## Stated exercise A
List every line in the rows that contains the string "mountain".

--- begin Quoted text ---

I wouldn't go so far as "esteemed", lol.... Wait 'til you get to know more geologists...
A) It's not just carbon-dating, it's radiometric dating, using all sorts of things...
Carbon-14, Pb-Pb, K-Ar, etc. etc. etc. And, it's cross-checked by multiple iterations, against other types, not just depending on a single hit... (FWIW, Carbon-14 is only useful for "recent things", less than ~50,000 years... you have to use the lead or potassium-argon to get into the really old dates.)
B) Whenever I'm dealing with someone that's cutting it off at around six thousand years old, I realize that I could talk/type 'til I'm blue in the face about radiometric dating, so I use a different tact, and bring up the glacial varves.

--- end Quoted text ---

## Stated exercise B
Rewrite the part of the radiometric dating text above from "B) Whenever I'm" to "the glacial varves.", replacing "glacial varves" with "tree rings".

--- begin Material provided ---

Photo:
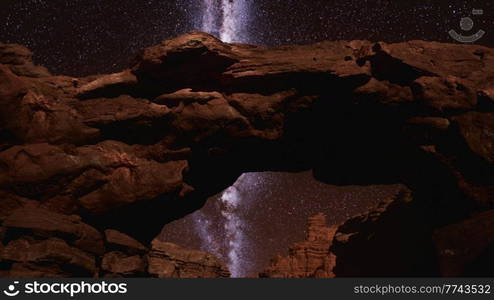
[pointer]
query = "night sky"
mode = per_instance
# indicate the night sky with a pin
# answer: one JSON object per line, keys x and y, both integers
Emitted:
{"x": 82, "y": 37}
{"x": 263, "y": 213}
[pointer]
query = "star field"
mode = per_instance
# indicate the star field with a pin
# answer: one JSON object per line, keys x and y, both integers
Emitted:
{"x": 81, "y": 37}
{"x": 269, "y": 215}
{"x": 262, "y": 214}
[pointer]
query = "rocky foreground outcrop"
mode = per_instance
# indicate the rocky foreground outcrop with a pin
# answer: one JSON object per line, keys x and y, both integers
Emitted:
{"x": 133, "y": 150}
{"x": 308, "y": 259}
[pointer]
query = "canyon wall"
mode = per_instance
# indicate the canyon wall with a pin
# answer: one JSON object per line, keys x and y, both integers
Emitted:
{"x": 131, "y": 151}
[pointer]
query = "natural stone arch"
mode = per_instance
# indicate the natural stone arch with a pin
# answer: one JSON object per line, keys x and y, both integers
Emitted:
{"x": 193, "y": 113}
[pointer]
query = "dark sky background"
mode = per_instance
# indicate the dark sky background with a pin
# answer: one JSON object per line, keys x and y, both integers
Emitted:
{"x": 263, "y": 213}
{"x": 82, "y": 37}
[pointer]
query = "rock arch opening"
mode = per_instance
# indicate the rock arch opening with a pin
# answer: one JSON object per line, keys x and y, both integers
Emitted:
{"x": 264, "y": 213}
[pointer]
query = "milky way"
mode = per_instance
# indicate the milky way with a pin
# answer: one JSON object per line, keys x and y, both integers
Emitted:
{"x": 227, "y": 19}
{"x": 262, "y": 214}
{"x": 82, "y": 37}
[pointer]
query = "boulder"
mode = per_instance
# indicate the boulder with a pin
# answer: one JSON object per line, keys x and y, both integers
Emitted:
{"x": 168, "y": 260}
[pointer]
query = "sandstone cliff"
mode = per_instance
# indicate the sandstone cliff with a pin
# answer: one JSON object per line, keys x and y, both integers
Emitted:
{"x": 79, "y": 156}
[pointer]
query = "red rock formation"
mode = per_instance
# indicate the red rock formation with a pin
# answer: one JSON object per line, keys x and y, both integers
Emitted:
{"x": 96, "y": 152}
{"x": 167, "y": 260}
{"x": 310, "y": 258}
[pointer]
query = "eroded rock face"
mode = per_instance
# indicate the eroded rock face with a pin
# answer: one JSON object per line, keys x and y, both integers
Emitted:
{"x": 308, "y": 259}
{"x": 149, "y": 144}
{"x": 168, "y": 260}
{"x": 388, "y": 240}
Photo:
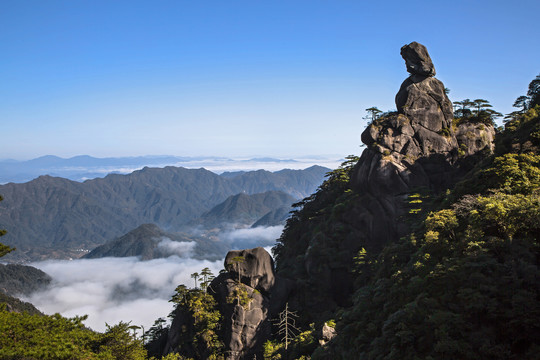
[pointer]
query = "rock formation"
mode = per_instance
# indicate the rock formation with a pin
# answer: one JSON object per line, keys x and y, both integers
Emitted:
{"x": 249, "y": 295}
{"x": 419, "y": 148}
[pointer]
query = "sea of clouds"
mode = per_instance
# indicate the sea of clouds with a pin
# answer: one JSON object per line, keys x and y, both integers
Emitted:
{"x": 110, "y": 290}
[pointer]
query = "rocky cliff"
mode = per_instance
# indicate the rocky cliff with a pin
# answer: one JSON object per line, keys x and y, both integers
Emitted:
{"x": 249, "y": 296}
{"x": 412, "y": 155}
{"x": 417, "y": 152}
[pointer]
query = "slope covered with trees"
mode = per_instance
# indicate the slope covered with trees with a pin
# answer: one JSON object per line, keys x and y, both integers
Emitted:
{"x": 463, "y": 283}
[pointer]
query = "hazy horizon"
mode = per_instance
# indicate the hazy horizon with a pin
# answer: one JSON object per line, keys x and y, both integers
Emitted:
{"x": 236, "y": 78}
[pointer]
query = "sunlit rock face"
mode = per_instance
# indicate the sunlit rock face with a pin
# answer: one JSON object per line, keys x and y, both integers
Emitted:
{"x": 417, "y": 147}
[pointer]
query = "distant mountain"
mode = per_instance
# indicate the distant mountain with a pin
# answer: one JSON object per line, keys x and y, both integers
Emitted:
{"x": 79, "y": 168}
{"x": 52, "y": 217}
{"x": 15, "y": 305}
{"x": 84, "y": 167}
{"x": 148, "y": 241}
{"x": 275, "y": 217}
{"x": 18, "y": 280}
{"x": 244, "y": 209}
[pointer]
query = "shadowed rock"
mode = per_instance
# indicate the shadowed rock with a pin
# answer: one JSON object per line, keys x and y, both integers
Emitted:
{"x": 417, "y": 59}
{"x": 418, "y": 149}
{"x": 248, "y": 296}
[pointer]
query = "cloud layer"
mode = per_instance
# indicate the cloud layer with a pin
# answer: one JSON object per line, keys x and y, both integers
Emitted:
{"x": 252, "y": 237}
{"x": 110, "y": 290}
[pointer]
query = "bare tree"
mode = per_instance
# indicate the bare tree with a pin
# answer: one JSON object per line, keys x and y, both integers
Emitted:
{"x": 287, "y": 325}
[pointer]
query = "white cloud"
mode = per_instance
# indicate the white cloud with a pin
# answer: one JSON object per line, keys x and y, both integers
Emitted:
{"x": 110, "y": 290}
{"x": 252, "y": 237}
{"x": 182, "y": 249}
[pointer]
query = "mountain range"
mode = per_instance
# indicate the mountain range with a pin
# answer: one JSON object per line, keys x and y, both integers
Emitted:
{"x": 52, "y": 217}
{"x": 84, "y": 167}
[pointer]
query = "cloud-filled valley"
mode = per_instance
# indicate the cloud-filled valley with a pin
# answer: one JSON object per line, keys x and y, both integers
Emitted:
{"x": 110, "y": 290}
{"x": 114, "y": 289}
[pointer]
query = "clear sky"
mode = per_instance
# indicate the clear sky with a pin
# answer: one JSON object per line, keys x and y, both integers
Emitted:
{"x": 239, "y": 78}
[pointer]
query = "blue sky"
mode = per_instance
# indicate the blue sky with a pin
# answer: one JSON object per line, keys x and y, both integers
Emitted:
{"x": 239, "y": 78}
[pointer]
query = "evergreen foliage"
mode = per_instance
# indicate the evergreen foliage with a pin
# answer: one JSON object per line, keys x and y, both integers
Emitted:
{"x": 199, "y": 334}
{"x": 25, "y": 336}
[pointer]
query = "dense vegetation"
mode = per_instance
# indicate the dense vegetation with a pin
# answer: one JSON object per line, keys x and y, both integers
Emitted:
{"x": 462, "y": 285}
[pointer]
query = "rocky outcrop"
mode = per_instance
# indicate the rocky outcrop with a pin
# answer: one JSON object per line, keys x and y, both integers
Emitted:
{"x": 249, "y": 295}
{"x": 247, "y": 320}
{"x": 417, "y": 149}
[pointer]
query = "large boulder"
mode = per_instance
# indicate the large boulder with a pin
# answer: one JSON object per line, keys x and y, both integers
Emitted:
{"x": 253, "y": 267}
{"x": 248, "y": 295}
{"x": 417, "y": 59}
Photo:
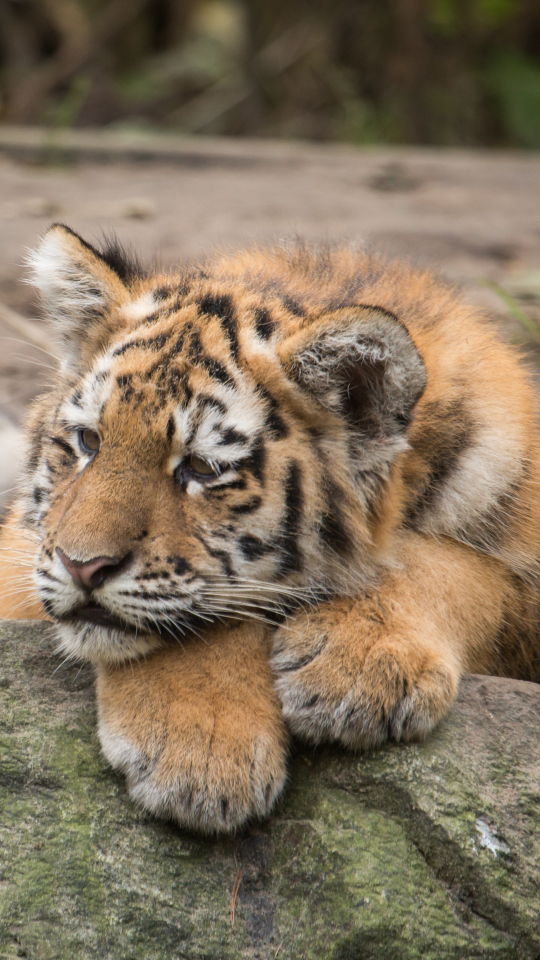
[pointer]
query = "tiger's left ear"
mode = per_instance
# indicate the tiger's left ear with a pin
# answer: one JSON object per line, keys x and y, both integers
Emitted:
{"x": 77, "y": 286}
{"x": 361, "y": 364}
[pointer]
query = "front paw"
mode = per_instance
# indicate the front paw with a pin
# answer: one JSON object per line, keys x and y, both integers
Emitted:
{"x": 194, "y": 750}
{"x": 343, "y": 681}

--- end Material provided ---
--- begin Material provided ---

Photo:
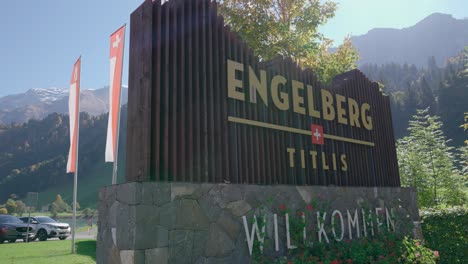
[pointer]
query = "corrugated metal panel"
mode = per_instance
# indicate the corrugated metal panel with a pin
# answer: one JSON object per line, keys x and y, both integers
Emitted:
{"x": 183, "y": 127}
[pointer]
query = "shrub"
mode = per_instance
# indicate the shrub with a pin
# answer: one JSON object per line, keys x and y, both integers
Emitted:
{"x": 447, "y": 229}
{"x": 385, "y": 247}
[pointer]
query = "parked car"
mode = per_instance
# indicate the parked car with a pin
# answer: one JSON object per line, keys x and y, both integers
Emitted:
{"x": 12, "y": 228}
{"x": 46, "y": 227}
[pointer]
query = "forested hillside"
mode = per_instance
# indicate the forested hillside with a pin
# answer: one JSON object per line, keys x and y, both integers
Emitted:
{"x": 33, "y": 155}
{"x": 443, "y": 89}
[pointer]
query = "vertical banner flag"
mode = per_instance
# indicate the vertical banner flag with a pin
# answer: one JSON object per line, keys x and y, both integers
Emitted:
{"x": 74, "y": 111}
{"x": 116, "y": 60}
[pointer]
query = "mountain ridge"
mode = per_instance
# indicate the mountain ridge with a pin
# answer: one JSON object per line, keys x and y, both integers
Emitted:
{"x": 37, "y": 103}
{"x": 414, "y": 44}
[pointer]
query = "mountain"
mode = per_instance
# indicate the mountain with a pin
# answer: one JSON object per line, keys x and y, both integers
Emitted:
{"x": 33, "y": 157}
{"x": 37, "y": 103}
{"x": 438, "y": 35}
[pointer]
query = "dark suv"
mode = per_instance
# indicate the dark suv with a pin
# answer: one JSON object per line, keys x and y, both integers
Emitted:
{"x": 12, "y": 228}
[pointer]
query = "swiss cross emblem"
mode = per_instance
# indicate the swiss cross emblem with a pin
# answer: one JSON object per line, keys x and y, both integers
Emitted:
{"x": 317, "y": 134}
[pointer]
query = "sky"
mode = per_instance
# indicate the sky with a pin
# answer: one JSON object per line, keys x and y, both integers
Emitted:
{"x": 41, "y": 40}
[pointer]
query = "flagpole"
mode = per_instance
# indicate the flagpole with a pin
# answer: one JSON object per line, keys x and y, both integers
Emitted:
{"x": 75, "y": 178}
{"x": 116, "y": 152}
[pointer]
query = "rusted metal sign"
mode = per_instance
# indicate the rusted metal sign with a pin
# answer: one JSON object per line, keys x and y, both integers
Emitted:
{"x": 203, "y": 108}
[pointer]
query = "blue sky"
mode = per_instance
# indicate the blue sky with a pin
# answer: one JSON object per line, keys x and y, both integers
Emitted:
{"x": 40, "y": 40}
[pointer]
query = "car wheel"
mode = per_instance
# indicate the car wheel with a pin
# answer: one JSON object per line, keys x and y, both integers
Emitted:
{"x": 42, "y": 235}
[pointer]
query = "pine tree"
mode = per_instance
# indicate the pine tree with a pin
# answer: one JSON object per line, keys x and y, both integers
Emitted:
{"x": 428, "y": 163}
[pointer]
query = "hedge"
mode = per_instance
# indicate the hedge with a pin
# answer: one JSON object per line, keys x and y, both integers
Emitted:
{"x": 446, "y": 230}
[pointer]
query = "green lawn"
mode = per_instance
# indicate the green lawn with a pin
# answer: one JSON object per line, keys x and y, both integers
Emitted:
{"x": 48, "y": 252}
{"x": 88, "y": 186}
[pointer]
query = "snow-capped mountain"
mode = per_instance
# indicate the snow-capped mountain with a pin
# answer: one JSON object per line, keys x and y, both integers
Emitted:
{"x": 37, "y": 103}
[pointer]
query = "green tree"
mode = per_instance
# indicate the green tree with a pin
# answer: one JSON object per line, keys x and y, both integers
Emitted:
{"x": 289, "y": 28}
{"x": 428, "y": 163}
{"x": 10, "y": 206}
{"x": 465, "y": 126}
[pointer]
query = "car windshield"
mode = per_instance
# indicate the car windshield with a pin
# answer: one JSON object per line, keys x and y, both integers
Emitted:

--- end Material provided ---

## Written response A
query = "distant mountain"
# indicate the distant mountain with a pin
query = "mountain range"
# indicate the mountain range with a pin
query = "mountain ridge"
# indicate the mountain ridge with a pin
query = "mountain"
# indicate the mountain with a pin
query = "snow-capped mountain"
# indicate the snow-capped mountain with a pin

## Written response B
B) Whenever I'm dealing with someone that's cutting it off at around six thousand years old, I realize that I could talk/type 'til I'm blue in the face about radiometric dating, so I use a different tact, and bring up the tree rings.